Text extract.
-- -- --
As hardware advanced in the 1960s, algorithms became more practical to implement on a computer. The first true chess engine, built on an early IBM 507 computer, could play one move every eight minutes. Nowadays, chess bots can calculate the perfect move in mere milliseconds.
Dominik Klein, a chess engine researcher, described his own experiences regarding the shortcomings of early chess engines.
“The first chess program I owned was Fritz 1, back in the early ’90s,” Klein said. “At the time, chess engines were effective at identifying tactical mistakes but lacked the ability to grasp the positional nuances of the game. This dynamic has completely transformed with the advent of neural networks in modern chess engines.”
Fast forward to modern day, artificial intelligence research has enabled developers to create engines that better understand chess, and improvements in computational techniques like reinforcement learning have changed the nature of chess games. Certain variations are played far less frequently today than a decade ago, as computer-aided analysis poked holes in those strategies.
“The development of chess engines represents great scientific and technological progress, but chess has lost some of its beauty when a machine can give a near perfect assessment in every position in a fraction of a second,” Kiiski said. “Everybody now has the same access to near-perfect information, so a grandmaster can no longer outplay their weaker opponents in the opening phase.”
-- -- --
Dataset extract.
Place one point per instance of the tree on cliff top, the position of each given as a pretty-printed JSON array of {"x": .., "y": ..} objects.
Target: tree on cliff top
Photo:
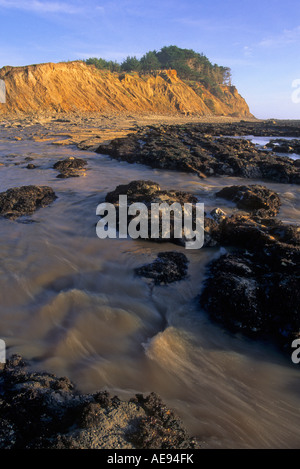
-- -- --
Required task.
How often could the first true chess engine, according to the text on chess engines, make a move?

Problem solution.
One move every eight minutes.